EXERCISE AIM :: Among the entries that follow, how many lines contain the word "below"? Give the number alone.

RECORDS SHOWN ::
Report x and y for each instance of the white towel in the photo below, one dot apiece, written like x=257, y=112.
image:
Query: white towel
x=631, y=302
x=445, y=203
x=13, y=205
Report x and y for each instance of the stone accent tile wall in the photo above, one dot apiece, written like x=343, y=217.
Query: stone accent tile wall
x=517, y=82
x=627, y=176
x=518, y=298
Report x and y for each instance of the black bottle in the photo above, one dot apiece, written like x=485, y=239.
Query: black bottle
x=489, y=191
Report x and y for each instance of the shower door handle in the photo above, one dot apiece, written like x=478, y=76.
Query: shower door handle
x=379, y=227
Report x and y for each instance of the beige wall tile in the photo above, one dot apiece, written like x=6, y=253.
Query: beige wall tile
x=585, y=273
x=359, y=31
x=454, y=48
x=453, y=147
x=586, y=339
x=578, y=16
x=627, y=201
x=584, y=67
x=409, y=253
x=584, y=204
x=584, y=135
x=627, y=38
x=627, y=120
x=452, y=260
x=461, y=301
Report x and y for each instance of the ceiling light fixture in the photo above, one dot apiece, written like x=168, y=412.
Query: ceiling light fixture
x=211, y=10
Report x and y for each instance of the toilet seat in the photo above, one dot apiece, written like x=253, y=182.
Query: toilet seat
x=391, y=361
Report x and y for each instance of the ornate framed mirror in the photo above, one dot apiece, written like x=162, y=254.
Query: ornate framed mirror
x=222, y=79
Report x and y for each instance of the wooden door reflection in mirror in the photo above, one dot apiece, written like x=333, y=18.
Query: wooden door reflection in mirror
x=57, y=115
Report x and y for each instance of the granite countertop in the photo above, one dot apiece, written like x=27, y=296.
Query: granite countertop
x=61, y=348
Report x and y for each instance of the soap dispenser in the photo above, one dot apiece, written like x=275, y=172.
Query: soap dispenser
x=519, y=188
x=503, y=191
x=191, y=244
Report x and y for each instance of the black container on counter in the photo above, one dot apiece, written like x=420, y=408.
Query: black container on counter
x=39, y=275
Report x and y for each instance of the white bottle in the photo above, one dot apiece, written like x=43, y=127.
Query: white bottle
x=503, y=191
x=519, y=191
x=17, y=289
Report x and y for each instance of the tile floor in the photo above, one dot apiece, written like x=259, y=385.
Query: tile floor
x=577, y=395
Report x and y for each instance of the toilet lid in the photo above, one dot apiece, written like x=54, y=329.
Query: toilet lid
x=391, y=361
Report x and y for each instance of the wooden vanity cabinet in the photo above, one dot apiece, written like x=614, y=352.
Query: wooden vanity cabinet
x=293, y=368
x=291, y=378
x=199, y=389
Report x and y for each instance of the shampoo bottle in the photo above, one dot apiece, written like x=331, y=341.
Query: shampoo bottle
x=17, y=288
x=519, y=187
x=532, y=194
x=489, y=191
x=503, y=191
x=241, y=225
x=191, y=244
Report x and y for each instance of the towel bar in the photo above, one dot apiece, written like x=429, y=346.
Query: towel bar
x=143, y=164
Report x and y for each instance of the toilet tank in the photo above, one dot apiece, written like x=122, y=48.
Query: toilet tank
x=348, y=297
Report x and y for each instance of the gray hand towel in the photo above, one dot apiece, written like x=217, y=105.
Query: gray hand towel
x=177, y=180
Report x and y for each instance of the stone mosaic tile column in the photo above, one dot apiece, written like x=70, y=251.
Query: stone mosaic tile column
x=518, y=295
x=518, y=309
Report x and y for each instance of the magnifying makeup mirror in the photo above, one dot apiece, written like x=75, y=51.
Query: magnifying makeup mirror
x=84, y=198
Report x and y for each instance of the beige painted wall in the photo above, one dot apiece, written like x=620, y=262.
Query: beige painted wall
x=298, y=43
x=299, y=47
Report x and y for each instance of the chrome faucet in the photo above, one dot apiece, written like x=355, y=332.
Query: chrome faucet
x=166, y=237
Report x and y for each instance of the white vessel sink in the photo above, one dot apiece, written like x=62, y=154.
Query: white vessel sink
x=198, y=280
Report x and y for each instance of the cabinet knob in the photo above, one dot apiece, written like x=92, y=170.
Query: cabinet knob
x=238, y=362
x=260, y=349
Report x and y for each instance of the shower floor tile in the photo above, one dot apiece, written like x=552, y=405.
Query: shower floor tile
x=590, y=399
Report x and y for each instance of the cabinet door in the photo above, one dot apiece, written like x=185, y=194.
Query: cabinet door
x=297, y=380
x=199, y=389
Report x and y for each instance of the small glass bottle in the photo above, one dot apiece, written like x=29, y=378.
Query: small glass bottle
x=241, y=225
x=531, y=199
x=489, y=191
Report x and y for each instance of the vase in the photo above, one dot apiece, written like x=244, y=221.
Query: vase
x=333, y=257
...
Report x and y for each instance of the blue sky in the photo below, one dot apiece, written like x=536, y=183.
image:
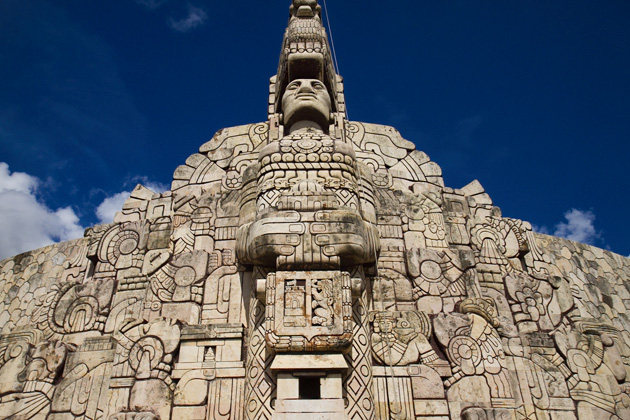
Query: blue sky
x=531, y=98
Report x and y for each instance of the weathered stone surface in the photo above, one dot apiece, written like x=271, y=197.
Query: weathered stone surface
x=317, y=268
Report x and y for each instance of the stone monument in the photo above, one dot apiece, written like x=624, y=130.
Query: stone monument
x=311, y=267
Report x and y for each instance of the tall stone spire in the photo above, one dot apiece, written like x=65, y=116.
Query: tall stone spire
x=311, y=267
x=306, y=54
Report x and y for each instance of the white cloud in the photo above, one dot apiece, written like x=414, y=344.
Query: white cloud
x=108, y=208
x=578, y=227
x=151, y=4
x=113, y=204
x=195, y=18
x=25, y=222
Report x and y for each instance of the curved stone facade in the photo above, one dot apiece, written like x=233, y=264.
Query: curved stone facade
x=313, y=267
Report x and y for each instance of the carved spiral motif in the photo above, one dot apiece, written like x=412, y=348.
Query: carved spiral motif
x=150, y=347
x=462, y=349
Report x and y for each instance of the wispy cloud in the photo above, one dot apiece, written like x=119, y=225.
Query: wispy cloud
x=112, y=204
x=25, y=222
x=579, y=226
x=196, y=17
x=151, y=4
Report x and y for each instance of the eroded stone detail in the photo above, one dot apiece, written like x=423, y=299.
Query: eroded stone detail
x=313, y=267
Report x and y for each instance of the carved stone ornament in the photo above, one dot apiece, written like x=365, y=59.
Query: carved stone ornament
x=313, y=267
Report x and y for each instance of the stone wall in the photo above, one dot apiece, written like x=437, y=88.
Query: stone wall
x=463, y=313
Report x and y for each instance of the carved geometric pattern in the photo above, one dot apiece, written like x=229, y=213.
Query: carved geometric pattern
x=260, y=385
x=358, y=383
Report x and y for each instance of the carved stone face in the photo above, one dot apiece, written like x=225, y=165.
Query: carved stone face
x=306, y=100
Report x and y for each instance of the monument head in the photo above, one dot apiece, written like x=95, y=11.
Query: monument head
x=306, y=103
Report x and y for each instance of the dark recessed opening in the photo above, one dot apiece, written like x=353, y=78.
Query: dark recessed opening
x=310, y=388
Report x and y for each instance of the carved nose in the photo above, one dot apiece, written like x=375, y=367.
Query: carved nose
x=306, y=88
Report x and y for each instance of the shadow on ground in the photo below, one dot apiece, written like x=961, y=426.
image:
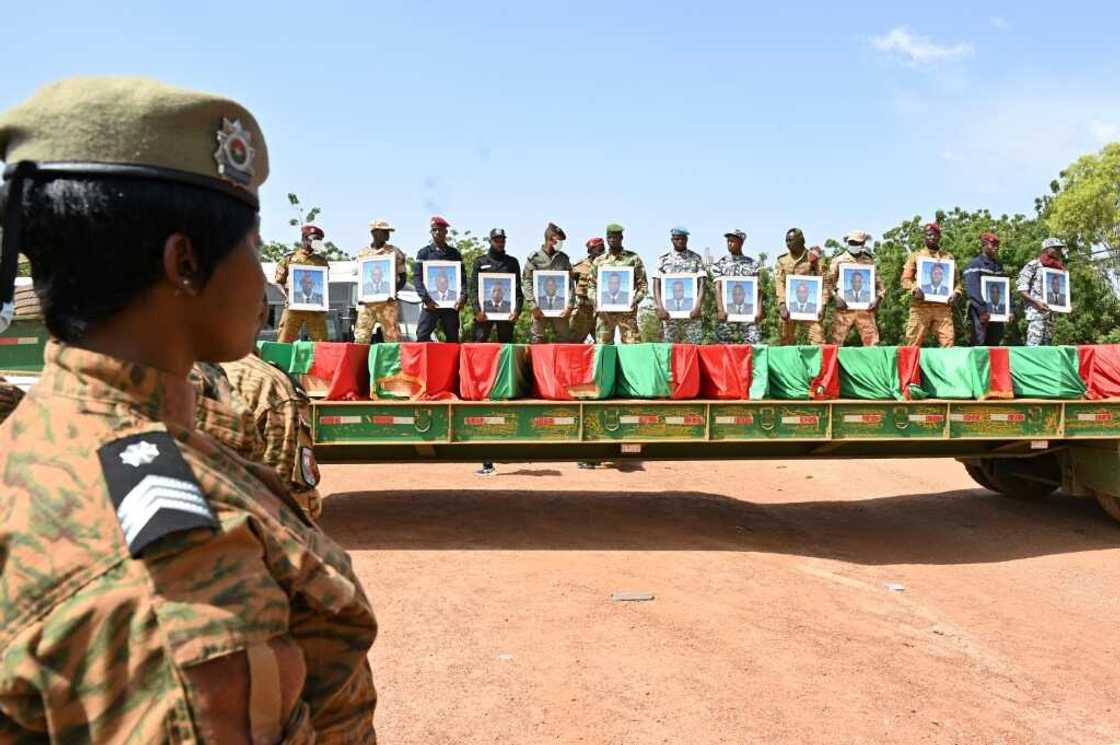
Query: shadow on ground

EXPECTED OUTPUT :: 3